**Exercise brief:** Scan the records below. List lines holding "wall".

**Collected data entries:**
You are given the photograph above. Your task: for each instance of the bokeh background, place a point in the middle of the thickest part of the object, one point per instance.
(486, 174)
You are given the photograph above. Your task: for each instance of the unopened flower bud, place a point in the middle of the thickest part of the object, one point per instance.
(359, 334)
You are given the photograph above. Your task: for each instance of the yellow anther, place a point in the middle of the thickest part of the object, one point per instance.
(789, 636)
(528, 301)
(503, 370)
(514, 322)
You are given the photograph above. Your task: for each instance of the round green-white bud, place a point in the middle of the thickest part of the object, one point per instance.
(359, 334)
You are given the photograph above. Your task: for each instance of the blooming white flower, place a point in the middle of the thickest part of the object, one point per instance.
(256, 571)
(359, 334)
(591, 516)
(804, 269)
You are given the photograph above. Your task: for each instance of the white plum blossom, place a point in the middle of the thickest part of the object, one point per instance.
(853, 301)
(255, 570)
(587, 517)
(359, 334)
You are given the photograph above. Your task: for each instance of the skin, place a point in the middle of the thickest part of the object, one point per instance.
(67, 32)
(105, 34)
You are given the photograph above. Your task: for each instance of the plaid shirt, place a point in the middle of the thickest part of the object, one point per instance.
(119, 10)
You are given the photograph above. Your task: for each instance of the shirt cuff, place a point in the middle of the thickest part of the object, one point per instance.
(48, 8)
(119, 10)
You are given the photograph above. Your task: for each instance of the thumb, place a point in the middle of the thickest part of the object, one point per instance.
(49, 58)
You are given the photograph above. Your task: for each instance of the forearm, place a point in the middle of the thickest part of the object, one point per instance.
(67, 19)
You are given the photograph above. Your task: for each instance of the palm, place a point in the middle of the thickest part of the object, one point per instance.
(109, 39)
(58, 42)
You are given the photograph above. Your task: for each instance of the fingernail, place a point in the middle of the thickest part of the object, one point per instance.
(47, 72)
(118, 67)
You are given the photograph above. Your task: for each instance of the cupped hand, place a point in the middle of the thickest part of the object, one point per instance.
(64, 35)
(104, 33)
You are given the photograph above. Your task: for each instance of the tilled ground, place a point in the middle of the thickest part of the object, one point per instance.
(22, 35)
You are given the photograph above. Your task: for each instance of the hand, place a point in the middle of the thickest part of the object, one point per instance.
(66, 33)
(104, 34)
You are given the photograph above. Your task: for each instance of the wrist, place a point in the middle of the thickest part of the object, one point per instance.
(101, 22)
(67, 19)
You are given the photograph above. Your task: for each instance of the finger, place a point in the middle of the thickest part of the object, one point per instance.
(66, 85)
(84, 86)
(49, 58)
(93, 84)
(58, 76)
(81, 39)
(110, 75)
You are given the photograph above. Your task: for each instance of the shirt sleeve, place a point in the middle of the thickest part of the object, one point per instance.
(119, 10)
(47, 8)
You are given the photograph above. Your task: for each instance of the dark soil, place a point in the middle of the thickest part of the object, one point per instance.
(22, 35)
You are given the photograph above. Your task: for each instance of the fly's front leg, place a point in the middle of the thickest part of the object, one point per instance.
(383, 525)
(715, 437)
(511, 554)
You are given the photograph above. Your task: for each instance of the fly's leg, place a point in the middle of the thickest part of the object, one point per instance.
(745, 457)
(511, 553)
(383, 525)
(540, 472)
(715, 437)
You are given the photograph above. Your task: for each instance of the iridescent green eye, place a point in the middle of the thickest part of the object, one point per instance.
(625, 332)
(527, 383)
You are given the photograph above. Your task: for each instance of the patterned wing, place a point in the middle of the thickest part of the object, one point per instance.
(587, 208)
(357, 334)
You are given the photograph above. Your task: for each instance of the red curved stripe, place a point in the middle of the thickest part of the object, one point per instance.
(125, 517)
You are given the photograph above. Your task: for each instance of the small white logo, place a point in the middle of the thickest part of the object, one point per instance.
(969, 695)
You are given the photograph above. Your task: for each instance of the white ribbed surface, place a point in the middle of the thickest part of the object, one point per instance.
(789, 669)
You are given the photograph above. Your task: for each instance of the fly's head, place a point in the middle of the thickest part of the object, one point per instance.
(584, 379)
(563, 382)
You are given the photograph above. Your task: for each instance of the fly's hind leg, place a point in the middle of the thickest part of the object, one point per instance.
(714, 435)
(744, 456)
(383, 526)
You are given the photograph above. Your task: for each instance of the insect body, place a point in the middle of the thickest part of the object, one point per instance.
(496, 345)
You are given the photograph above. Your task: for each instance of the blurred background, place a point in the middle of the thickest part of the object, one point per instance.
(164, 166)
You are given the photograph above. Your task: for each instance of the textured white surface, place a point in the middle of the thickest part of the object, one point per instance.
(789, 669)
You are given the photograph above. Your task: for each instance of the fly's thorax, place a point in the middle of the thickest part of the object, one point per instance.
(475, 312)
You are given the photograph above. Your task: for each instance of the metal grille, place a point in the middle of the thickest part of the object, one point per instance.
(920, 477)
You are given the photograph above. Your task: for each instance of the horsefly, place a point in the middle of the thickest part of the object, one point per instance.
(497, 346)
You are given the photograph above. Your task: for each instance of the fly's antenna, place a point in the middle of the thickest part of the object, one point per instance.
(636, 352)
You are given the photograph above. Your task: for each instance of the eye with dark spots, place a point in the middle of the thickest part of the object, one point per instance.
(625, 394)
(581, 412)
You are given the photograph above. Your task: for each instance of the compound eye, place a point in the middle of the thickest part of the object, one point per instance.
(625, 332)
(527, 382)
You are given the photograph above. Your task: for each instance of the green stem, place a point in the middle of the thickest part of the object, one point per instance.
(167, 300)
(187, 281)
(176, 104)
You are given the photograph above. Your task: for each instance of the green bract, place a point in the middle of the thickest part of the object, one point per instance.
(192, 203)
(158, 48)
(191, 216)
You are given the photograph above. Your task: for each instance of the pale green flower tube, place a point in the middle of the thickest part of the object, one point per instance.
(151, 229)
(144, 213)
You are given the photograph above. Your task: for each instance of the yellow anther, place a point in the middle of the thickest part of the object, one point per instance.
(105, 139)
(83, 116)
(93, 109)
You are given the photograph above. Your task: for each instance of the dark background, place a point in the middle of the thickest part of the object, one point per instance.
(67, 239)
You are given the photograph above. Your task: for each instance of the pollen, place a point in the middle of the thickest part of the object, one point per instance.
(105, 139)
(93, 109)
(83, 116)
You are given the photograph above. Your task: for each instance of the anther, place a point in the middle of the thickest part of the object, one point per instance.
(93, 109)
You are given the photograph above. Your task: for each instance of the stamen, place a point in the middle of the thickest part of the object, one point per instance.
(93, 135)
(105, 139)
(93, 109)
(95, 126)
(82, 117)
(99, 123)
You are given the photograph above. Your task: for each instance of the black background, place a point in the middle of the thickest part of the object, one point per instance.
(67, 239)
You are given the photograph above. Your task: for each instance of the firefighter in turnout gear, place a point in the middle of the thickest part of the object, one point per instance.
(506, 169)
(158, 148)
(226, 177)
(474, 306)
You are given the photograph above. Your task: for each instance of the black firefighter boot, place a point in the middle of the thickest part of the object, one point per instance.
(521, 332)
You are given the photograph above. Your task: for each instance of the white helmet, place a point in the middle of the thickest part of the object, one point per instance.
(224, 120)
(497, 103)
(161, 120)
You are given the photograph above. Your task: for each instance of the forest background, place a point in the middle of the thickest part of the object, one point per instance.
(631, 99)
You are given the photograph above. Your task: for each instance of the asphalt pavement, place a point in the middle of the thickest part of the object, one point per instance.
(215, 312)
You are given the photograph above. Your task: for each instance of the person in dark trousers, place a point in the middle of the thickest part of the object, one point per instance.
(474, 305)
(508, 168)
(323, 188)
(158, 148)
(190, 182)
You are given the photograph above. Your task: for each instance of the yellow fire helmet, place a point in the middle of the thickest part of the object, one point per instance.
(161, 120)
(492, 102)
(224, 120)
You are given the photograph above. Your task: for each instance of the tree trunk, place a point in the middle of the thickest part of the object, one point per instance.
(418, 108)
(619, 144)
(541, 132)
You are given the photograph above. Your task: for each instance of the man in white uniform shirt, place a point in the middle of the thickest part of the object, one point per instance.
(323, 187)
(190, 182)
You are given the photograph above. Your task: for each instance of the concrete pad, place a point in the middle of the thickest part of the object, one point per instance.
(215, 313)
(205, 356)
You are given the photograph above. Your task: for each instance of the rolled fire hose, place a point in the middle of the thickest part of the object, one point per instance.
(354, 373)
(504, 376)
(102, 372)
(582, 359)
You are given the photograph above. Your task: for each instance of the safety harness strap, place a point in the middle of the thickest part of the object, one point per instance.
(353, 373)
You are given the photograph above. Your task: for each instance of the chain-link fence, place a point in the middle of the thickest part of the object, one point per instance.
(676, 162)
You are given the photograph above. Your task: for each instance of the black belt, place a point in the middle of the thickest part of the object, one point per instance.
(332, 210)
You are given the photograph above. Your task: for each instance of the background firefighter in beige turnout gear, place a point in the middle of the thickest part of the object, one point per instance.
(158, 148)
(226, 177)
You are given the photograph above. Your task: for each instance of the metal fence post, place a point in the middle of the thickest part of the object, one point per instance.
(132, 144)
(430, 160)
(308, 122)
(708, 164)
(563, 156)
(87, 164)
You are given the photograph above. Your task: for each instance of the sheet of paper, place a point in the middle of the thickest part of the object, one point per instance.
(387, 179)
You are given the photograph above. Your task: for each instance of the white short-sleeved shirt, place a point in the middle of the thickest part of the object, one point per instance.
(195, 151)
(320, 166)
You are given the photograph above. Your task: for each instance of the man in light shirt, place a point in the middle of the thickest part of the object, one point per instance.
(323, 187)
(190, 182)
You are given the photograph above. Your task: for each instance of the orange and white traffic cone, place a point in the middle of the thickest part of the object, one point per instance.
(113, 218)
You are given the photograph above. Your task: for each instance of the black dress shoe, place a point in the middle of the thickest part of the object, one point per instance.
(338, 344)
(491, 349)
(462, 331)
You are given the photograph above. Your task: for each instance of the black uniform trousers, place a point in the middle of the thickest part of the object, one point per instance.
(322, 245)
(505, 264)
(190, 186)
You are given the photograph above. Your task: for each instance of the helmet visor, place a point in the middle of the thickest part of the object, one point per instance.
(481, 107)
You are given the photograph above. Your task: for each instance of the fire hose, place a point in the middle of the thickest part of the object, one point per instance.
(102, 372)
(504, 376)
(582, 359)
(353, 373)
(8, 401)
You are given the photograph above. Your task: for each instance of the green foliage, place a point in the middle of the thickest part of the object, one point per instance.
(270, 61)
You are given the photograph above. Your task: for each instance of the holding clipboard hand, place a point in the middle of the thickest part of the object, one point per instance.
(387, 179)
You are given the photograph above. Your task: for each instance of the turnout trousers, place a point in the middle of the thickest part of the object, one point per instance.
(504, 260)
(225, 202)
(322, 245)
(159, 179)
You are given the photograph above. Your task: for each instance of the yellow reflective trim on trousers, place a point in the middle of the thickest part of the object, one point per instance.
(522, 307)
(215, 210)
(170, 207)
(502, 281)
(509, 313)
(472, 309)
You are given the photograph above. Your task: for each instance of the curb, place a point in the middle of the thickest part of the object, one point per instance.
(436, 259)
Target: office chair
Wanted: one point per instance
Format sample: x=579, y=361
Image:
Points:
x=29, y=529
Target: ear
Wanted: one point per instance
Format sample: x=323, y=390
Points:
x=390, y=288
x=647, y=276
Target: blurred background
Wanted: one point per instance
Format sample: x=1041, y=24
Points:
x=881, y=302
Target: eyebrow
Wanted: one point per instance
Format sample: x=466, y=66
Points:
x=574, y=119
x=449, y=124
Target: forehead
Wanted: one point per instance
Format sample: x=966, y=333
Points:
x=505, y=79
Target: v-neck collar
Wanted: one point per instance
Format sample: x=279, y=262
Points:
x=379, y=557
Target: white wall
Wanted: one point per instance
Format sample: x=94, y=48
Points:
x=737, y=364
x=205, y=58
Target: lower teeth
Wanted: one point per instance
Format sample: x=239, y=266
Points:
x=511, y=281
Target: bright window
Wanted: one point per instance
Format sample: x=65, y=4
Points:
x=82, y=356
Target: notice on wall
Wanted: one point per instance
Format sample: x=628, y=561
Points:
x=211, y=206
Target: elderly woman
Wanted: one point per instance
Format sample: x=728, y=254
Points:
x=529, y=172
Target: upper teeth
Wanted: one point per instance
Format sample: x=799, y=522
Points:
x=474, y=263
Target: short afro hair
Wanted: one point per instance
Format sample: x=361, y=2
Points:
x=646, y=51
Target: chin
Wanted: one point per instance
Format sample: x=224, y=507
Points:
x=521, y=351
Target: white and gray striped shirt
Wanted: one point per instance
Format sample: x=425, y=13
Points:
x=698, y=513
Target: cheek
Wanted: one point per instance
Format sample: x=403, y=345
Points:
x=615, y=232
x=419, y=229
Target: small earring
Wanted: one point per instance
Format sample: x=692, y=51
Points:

**Solution for this exercise:**
Target: white wall
Target: notice on wall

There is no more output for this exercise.